== TO DO ==
Repeat all the material exactly; pictures stay out of your copy.

== INPUT DATA ==

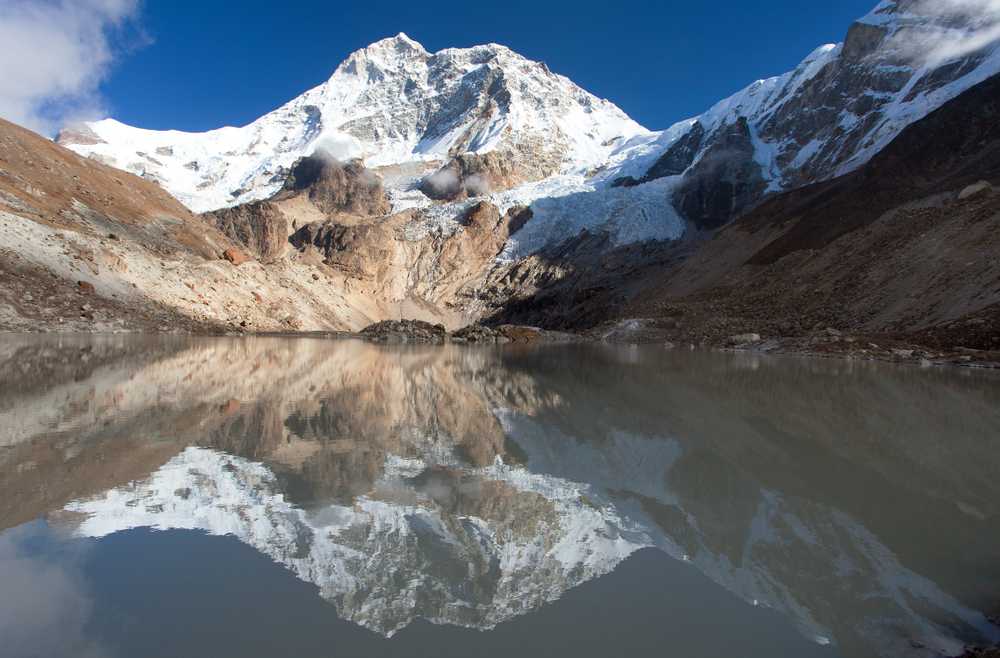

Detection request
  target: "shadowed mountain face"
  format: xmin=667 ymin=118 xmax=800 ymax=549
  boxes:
xmin=481 ymin=69 xmax=1000 ymax=350
xmin=0 ymin=338 xmax=1000 ymax=656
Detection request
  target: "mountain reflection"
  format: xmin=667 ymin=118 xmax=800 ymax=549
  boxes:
xmin=0 ymin=337 xmax=1000 ymax=656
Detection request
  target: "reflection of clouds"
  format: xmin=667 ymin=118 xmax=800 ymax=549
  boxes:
xmin=0 ymin=520 xmax=112 ymax=658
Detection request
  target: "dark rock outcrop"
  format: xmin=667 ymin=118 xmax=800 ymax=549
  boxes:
xmin=673 ymin=117 xmax=767 ymax=230
xmin=611 ymin=121 xmax=705 ymax=187
xmin=843 ymin=23 xmax=889 ymax=64
xmin=201 ymin=201 xmax=288 ymax=259
xmin=271 ymin=150 xmax=392 ymax=217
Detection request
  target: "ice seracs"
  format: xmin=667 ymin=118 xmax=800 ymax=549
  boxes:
xmin=60 ymin=0 xmax=1000 ymax=258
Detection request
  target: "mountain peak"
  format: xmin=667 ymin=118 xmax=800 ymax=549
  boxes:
xmin=337 ymin=32 xmax=431 ymax=72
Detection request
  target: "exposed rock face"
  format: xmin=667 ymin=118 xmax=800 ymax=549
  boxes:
xmin=62 ymin=34 xmax=649 ymax=212
xmin=610 ymin=0 xmax=1000 ymax=228
xmin=842 ymin=23 xmax=889 ymax=64
xmin=672 ymin=117 xmax=767 ymax=230
xmin=625 ymin=76 xmax=1000 ymax=344
xmin=272 ymin=151 xmax=392 ymax=217
xmin=201 ymin=201 xmax=288 ymax=260
xmin=290 ymin=201 xmax=512 ymax=312
xmin=612 ymin=121 xmax=705 ymax=187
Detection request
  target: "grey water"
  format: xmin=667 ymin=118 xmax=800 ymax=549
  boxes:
xmin=0 ymin=335 xmax=1000 ymax=658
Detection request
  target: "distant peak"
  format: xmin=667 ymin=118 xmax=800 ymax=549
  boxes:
xmin=352 ymin=32 xmax=430 ymax=57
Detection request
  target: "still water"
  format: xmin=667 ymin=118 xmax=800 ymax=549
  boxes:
xmin=0 ymin=335 xmax=1000 ymax=658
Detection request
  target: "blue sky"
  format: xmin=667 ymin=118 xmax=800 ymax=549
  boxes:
xmin=0 ymin=0 xmax=877 ymax=131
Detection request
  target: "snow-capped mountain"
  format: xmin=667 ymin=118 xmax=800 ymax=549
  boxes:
xmin=59 ymin=34 xmax=649 ymax=212
xmin=60 ymin=0 xmax=1000 ymax=252
xmin=601 ymin=0 xmax=1000 ymax=229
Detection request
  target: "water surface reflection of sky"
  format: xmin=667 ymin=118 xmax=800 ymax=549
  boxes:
xmin=0 ymin=337 xmax=1000 ymax=656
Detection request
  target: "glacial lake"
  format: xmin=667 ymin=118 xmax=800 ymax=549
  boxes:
xmin=0 ymin=335 xmax=1000 ymax=658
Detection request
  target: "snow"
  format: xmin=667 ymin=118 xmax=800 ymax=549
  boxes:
xmin=60 ymin=7 xmax=1000 ymax=260
xmin=69 ymin=34 xmax=649 ymax=212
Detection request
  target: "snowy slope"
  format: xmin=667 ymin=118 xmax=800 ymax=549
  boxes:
xmin=595 ymin=0 xmax=1000 ymax=228
xmin=60 ymin=34 xmax=648 ymax=212
xmin=60 ymin=0 xmax=1000 ymax=254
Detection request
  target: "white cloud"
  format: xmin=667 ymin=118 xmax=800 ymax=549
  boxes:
xmin=889 ymin=0 xmax=1000 ymax=65
xmin=0 ymin=0 xmax=141 ymax=136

== WRITTEN ANSWER ==
Detection request
  target: "shadowed mountain face"
  format: xmin=667 ymin=118 xmax=800 ymax=549
  boxes:
xmin=481 ymin=69 xmax=1000 ymax=350
xmin=0 ymin=338 xmax=1000 ymax=656
Detection request
  target: "mountain reflection"
  format: xmin=667 ymin=118 xmax=800 ymax=549
  boxes:
xmin=0 ymin=337 xmax=1000 ymax=656
Detection request
  target: "reflection of clouds"
  format: xmin=667 ymin=118 xmax=800 ymax=549
  boxes:
xmin=0 ymin=520 xmax=112 ymax=658
Detection request
  target: "dark rock outcrop"
  format: xmin=667 ymin=118 xmax=800 ymax=549
  boxes:
xmin=673 ymin=117 xmax=767 ymax=230
xmin=611 ymin=121 xmax=705 ymax=187
xmin=843 ymin=23 xmax=889 ymax=64
xmin=201 ymin=201 xmax=288 ymax=259
xmin=271 ymin=150 xmax=392 ymax=217
Detection request
  target: "ice seracs"
  format: xmin=667 ymin=118 xmax=800 ymax=549
  boxes:
xmin=60 ymin=0 xmax=1000 ymax=258
Detection request
  target: "mountain peak"
  format: xmin=667 ymin=118 xmax=800 ymax=549
  boxes:
xmin=337 ymin=32 xmax=431 ymax=72
Detection request
  target: "exposed rock face"
  format: xmin=667 ymin=118 xmax=800 ymax=549
  boxes:
xmin=62 ymin=34 xmax=649 ymax=212
xmin=610 ymin=0 xmax=1000 ymax=228
xmin=842 ymin=23 xmax=889 ymax=64
xmin=672 ymin=117 xmax=767 ymax=230
xmin=625 ymin=76 xmax=1000 ymax=344
xmin=272 ymin=151 xmax=392 ymax=217
xmin=201 ymin=201 xmax=288 ymax=260
xmin=290 ymin=201 xmax=512 ymax=312
xmin=612 ymin=121 xmax=705 ymax=187
Detection request
  target: "grey water"
  format: xmin=667 ymin=118 xmax=800 ymax=549
  boxes:
xmin=0 ymin=335 xmax=1000 ymax=658
Detection request
  target: "distant peak"
  format: xmin=667 ymin=118 xmax=800 ymax=549
  boxes:
xmin=352 ymin=32 xmax=430 ymax=57
Detection request
  target: "still water"
  format: xmin=667 ymin=118 xmax=800 ymax=549
  boxes:
xmin=0 ymin=335 xmax=1000 ymax=658
Detection request
  target: "blue sky"
  format: xmin=667 ymin=118 xmax=800 ymax=549
  boxes:
xmin=0 ymin=0 xmax=877 ymax=131
Detection request
  target: "snow-capped mountain"
  format: xmin=667 ymin=118 xmax=800 ymax=549
  boxes:
xmin=59 ymin=34 xmax=649 ymax=212
xmin=60 ymin=0 xmax=1000 ymax=252
xmin=601 ymin=0 xmax=1000 ymax=229
Detection request
  target: "water surface reflection of sky"
  format: xmin=667 ymin=118 xmax=800 ymax=549
  boxes:
xmin=0 ymin=337 xmax=1000 ymax=656
Detection request
  target: "glacial lake"
  format: xmin=667 ymin=118 xmax=800 ymax=549
  boxes:
xmin=0 ymin=335 xmax=1000 ymax=658
Detection request
  target: "snow"
  format: xmin=667 ymin=118 xmax=800 ymax=549
  boxes:
xmin=60 ymin=7 xmax=1000 ymax=260
xmin=69 ymin=34 xmax=649 ymax=212
Detection request
  target: "snowy slope"
  format: xmin=667 ymin=118 xmax=800 ymax=549
  boxes:
xmin=595 ymin=0 xmax=1000 ymax=228
xmin=60 ymin=34 xmax=648 ymax=212
xmin=60 ymin=0 xmax=1000 ymax=254
Detection request
  target: "white cloud"
  format: xmin=667 ymin=118 xmax=800 ymax=549
  boxes:
xmin=889 ymin=0 xmax=1000 ymax=65
xmin=0 ymin=0 xmax=141 ymax=136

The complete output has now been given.